*Task details*.
Repeat every line exactly, keeping the pictures out of the copy.

— Start Extracted data —

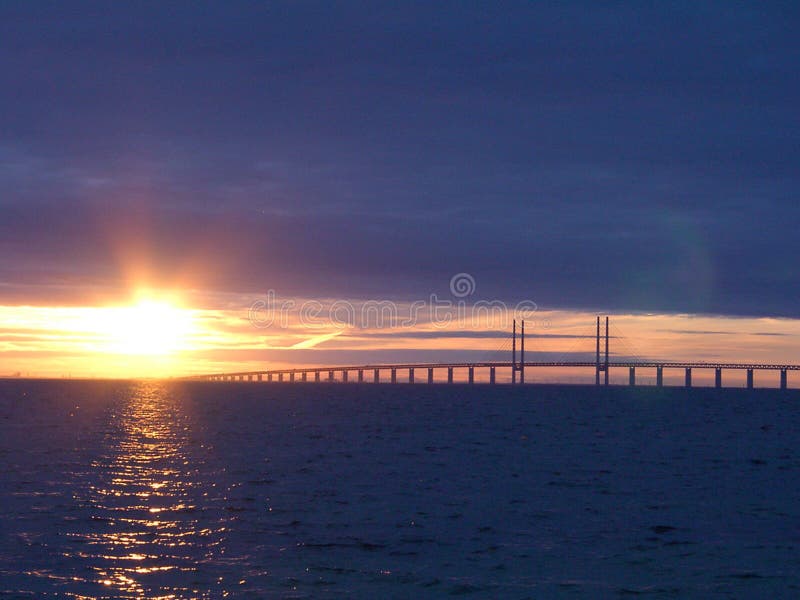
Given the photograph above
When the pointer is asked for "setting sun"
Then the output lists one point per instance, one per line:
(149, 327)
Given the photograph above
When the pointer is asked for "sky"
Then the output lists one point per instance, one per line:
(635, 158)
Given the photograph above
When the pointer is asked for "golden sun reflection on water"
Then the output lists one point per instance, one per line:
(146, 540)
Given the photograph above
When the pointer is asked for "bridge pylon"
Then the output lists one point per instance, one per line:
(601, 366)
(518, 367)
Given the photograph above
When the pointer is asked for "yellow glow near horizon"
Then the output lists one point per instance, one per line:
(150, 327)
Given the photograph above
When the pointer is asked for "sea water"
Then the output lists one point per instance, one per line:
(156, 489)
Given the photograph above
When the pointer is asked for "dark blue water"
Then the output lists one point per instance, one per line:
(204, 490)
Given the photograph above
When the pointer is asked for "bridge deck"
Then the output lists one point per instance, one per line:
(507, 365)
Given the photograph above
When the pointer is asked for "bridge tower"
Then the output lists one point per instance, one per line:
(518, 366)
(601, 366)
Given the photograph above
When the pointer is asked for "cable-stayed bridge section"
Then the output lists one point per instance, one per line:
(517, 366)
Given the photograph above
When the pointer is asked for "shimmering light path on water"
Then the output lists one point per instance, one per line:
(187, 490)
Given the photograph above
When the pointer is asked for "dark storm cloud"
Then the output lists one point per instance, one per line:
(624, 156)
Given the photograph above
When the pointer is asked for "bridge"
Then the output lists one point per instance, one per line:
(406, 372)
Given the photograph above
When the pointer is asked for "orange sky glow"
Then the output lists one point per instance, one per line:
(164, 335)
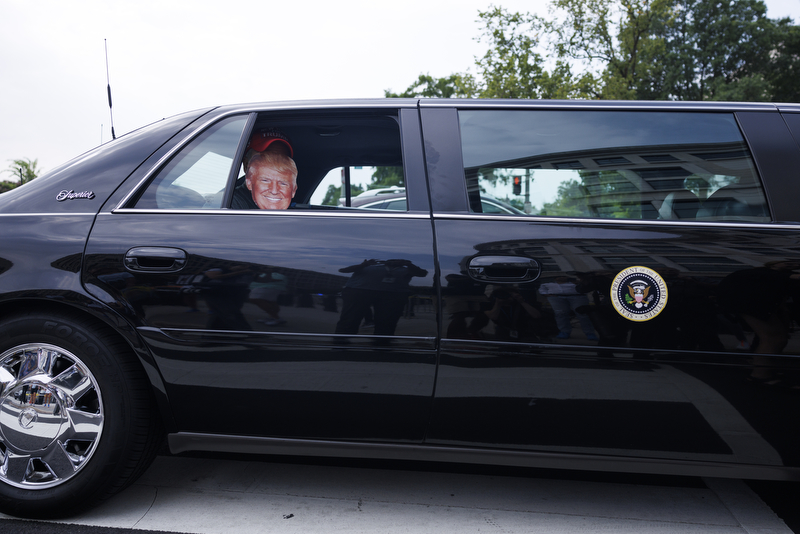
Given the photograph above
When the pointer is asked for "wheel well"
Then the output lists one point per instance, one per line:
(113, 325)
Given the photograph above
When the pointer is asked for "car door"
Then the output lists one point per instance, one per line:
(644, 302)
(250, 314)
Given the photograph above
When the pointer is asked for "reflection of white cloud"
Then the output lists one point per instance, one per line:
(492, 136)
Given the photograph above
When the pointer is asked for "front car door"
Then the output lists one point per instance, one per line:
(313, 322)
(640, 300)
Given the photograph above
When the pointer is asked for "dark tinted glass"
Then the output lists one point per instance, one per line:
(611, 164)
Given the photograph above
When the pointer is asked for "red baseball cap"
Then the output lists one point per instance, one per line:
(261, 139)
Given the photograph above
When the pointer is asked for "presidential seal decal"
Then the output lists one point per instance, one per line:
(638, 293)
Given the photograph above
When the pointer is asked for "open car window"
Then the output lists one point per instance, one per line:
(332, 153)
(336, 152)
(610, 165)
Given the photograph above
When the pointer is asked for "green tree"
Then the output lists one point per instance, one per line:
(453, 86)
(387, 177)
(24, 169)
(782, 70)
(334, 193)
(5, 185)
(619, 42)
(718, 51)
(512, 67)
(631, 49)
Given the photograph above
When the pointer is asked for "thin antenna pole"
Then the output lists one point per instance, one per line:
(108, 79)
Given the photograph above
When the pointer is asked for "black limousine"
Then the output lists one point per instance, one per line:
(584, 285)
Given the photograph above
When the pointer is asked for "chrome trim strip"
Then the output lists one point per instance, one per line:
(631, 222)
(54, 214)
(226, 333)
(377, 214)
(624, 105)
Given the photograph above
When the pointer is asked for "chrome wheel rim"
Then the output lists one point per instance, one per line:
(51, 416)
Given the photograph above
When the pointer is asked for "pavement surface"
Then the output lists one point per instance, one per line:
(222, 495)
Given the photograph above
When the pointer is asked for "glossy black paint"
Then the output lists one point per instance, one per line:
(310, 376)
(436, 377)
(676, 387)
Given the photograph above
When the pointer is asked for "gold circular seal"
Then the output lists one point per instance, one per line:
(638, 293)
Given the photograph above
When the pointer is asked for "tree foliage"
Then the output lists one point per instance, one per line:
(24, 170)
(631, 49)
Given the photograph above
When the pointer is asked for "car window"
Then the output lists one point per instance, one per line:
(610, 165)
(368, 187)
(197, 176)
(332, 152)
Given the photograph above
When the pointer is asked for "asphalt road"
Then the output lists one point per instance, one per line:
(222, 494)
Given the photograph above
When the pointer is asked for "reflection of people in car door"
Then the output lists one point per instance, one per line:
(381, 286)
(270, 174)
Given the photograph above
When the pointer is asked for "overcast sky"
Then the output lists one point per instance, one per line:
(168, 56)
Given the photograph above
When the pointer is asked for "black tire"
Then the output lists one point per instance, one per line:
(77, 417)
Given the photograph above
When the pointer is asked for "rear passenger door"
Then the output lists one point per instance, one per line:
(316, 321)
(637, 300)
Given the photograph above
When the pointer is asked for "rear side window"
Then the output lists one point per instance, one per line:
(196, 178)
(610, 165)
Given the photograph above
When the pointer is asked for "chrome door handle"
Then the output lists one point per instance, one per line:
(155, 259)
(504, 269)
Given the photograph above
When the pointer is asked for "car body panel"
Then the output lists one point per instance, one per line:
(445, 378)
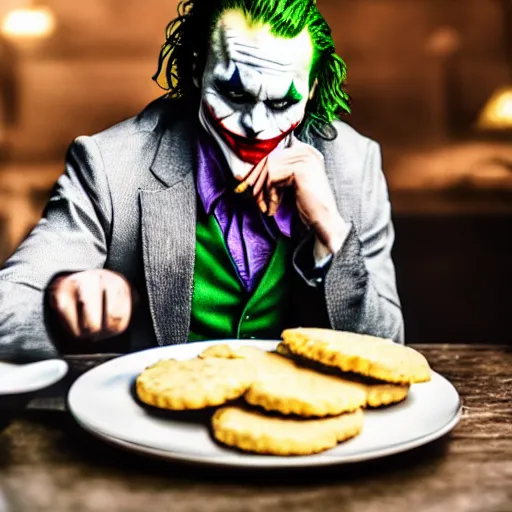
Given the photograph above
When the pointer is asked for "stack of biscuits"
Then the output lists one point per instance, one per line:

— End Extracted data —

*Response to the task*.
Given the photograph above
When the pointer is asked for "setting sun"
Then the output lists one point per instance, one per line:
(149, 327)
Given the photograph above
When the pointer is asked for "sky"
Then the output lists one point per instance, one per line:
(635, 158)
Given the photograph above
When the pointer is asked for "golden sun reflection on water"
Then the output lists one point per instance, one per line:
(146, 540)
Given the photograph above
When the pointer is asked for "bridge pylon"
Then the output lists one point per instance, one per line:
(601, 366)
(518, 367)
Given the photograph above
When the pointer is asked for "yellow glow near horizon"
Then the output lists one point per instance, one per line:
(150, 327)
Given the photograph above
When the pointer is asked for "sea water"
Then the output lists one point per instance, one per line:
(156, 489)
Given the photograph above
When the pointer is asked for "dark blue water"
Then the output lists one point per instance, one per line:
(204, 490)
Given the photograph above
When the pointer is asked for "bridge deck"
Then the output lists one point per instance, one per line:
(507, 365)
Given the photograph above
When the pointer is asked for "bridge tower"
Then the output lists one point per instance, one per line:
(518, 366)
(601, 366)
Given the photograph above
When the pointer is asked for "cable-stayed bridge section"
Then the output lists one point per instance, one per line:
(517, 366)
Given the photograph above
When the pointer is asked for "shimmering light path on water"
Then the output lists one point per instance, one per line:
(187, 490)
Given the photograph above
When the pointer is asked for "dark storm cloud"
Then the output lists one point per instance, one per line:
(624, 156)
Given the photograph above
When the pointer is asked for "bridge"
Then the output lists one point per instance, one per line:
(406, 372)
Given the photograph above
When the pointer is asked for "orange sky glow"
Then the output lists one point per instance, one per line:
(164, 335)
Given the photograph above
When the pointer is asked for "wheel well"
Then the output lists one point per instance, one per line:
(113, 325)
Given the photograph above
When the pointer is asked for "car door"
Then the output lists one point per instance, one per line:
(644, 302)
(250, 314)
Given the photograph above
When the pointer is asked for "reflection of white cloud"
Then the output lists one point per instance, one per line:
(492, 136)
Given the photograph above
When the pointer is asked for "front car door"
Then the output lists one point per instance, one per line:
(313, 322)
(640, 300)
Given the photograph above
When the pointer is asked for "dark tinted glass"
Then the output lists one point per instance, one per line:
(611, 164)
Given the photograph above
When the pointer is asked for "red baseball cap"
Then the output lists one point per instance, one per line:
(261, 139)
Given the photograph above
When the pointer is asked for "presidential seal decal"
Then the output lists one point per instance, one per line:
(638, 293)
Given the photograph above
When the pointer is asked for "open car window"
Then the output lists one point per instance, one per line:
(332, 153)
(336, 152)
(610, 165)
Given the photograph above
When the pointer is asked for "green tree"
Then the output lists one point per instance, one per line:
(453, 86)
(387, 177)
(24, 169)
(782, 70)
(334, 193)
(5, 185)
(619, 42)
(718, 51)
(512, 67)
(631, 49)
Given the photograph above
When the pointer is asked for "thin antenna pole"
Then the output lists one point per instance, one per line:
(108, 79)
Given the photograph above
When the pointer is asked for "black limousine"
Then the output lists one point per instance, one per line:
(584, 285)
Given the photograph above
When the pointer is asked for "chrome trim strip"
Then the output lists one point per instance, one per line:
(631, 222)
(54, 214)
(226, 333)
(377, 214)
(624, 105)
Given the photograph above
When the pointer is asked for "chrome wheel rim"
Then the output lists one point per instance, one per line:
(51, 416)
Given the photograph above
When the pointer is asked for "pavement surface"
Then the output lists one point per instance, one per line:
(222, 495)
Given the photograph above
When the pointer is asked for "glossy black paint"
Then the output lists one point per instance, one per line:
(310, 376)
(436, 377)
(676, 387)
Given the photograph above
When the pointer is asked for "gold circular seal"
Then the output lists one point per instance, one per line:
(638, 293)
Given the photograph above
When the pointer is asked for "tree foliage"
Then the output lists one point per instance, one per line:
(24, 170)
(631, 49)
Given the photograph above
When the pointer is asked for "car window"
Then the output lists one point per instance, one per line:
(610, 165)
(368, 187)
(197, 176)
(332, 152)
Given the photograph above
When the pointer is asked for "asphalt road"
Then the output lists one point per instance, one per line:
(222, 494)
Given the photograph above
When the pointer is asked for "reflection of people in car door"
Then the output lists one point per instance, one per line:
(381, 286)
(270, 174)
Given the photograph above
When the pointer is asked for "overcast sky"
Then the output lists one point per instance, one per line:
(168, 56)
Given the photograph above
When the pointer is asked for "black tire"
Then the output lists one point per instance, one per line:
(77, 417)
Given the photograph above
When the pointer is asked for "rear passenger door"
Then the output lists one point per instance, one per line:
(316, 321)
(637, 300)
Given the photograph above
When the pointer is asked for "rear side window"
Then the output lists one point per instance, one per line:
(196, 178)
(610, 165)
Given the photograph above
When the pointer is asked for "chrome door handle"
Then the output lists one point per instance, one per line:
(155, 259)
(504, 269)
Given the photograph above
When the pointer is asked for "car body panel"
Then the output lists one point per instance, one per line:
(445, 378)
Given the photograph above
When the pointer is asked for "stack of biscuits"
Then the output lists one point per instance, one per line:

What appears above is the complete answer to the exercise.